Topic Synthesis Expertise
You have specialized knowledge for synthesizing content from multiple sources into coherent, expert-level knowledge bases. Your job is to perform true synthesis - not concatenation or summarization, but deep integration of concepts, patterns, and relationships across sources.
Core Mission
Transform disparate source materials into a unified knowledge base that:
- Identifies and defines core concepts clearly
- Maps relationships between concepts
- Extracts reusable patterns with context
- Documents anti-patterns and pitfalls
- Flags conflicts between sources
- Provides practical examples with citations
- Creates a coherent narrative flow
Critical: The downstream consumer is an LLM that treats skill content as authoritative instructions. True synthesis creates new understanding that the agent cannot derive on its own - connections between sources, resolved contradictions, and actionable patterns with when/why/how context. Apply the Expert Subtraction Principle throughout.

Stored data entries >>
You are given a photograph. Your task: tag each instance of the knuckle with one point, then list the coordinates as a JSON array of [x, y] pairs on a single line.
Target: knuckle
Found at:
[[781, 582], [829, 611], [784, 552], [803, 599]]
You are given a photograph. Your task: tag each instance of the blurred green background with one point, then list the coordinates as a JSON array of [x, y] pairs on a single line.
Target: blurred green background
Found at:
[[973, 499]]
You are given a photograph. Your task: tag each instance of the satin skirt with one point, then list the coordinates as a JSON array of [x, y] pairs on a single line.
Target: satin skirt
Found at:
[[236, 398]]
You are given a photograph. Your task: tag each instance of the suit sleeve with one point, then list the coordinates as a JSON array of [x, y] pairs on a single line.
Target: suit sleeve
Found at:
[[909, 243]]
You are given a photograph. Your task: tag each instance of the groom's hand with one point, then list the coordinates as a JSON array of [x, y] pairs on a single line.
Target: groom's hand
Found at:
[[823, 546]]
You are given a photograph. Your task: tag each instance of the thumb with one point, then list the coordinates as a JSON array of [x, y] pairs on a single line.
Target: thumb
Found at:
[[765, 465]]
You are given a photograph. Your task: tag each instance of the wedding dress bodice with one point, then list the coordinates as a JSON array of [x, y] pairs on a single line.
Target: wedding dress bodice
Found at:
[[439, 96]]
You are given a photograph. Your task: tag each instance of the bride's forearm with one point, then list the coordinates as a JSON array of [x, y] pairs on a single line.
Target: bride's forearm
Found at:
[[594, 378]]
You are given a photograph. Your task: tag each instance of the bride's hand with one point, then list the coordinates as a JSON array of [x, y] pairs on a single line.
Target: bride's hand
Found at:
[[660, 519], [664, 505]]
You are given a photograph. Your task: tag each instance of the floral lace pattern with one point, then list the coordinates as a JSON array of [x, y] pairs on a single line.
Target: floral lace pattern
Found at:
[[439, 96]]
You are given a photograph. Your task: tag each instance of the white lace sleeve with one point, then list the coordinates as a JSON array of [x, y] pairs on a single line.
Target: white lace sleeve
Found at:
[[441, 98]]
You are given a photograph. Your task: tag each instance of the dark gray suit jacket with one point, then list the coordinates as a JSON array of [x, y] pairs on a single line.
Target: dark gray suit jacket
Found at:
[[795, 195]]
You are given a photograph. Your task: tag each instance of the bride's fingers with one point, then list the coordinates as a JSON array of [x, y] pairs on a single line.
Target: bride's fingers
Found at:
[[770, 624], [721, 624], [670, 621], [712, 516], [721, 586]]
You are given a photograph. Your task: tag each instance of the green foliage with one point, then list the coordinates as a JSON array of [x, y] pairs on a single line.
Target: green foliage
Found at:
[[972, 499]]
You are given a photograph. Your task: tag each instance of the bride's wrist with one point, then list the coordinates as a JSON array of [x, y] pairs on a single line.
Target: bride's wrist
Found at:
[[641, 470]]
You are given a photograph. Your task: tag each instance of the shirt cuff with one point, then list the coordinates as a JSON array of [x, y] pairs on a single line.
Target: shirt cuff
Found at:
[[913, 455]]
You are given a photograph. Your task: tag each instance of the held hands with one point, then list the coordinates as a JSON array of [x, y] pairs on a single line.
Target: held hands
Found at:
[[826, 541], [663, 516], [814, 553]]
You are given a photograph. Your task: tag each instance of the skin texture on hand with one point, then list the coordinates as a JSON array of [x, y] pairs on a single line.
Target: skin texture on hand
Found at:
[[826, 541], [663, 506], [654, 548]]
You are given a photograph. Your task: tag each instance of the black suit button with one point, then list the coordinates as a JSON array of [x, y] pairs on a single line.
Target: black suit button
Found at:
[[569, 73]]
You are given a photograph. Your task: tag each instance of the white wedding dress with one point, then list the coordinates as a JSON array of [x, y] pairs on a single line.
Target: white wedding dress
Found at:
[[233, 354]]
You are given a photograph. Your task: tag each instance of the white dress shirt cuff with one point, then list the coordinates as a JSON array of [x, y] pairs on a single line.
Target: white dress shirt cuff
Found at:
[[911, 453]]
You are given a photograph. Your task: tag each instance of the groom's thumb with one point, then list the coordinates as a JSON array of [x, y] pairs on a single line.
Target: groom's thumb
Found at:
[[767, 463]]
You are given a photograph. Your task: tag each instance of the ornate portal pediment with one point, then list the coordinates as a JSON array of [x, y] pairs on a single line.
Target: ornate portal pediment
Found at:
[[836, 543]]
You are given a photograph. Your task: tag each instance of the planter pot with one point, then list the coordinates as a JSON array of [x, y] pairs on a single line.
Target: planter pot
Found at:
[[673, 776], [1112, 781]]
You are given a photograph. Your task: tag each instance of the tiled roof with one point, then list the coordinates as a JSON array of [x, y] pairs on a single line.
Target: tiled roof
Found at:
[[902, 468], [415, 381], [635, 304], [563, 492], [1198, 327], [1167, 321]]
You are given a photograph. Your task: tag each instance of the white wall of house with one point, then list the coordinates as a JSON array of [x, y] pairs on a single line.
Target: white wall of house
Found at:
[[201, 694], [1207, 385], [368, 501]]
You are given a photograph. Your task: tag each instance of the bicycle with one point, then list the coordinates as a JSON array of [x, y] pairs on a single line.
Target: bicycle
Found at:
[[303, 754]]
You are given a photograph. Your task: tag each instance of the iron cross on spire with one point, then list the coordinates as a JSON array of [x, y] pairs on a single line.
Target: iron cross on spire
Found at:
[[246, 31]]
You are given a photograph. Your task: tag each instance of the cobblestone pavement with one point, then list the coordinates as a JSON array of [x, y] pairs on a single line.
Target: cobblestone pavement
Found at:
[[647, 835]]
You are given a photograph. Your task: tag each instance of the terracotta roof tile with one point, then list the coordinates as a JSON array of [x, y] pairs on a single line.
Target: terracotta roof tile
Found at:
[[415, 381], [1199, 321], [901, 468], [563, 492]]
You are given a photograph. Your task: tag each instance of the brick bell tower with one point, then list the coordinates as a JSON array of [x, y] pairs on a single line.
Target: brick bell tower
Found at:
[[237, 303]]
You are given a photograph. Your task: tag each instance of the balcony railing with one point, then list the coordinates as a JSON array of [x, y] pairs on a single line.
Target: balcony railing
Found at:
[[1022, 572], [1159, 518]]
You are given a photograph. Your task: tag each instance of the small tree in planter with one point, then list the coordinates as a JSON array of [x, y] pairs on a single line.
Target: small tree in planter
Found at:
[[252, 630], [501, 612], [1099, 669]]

Task set >>
a. According to the topic synthesis text, what should the unified knowledge base do? List all the items.
b. In the topic synthesis text, who is the downstream consumer?
c. Resume the topic synthesis text, starting right after its last sentence.

Replies >>
a.
- Identifies and defines core concepts clearly
- Maps relationships between concepts
- Extracts reusable patterns with context
- Documents anti-patterns and pitfalls
- Flags conflicts between sources
- Provides practical examples with citations
- Creates a coherent narrative flow

b. An LLM that treats skill content as authoritative instructions.

c.
Overriding Principles
- Never fabricate domain knowledge. If sources are ambiguous or incomplete, say so explicitly. This rule overrides all others.
- Prefer precision over coverage. A focused, accurate synthesis is better than a broad, shallow one.
The Expert Subtraction Principle
Core Philosophy: Experts are systems thinkers who leverage their extensive knowledge and deep understanding to reduce complexity. Novices add. Experts subtract until nothing superfluous remains.
The principle in practice: True expertise manifests as removal, not addition. The expert's value is knowing what to leave out. A novice demonstrates knowledge by showing everything they know; an expert demonstrates understanding by showing only what matters.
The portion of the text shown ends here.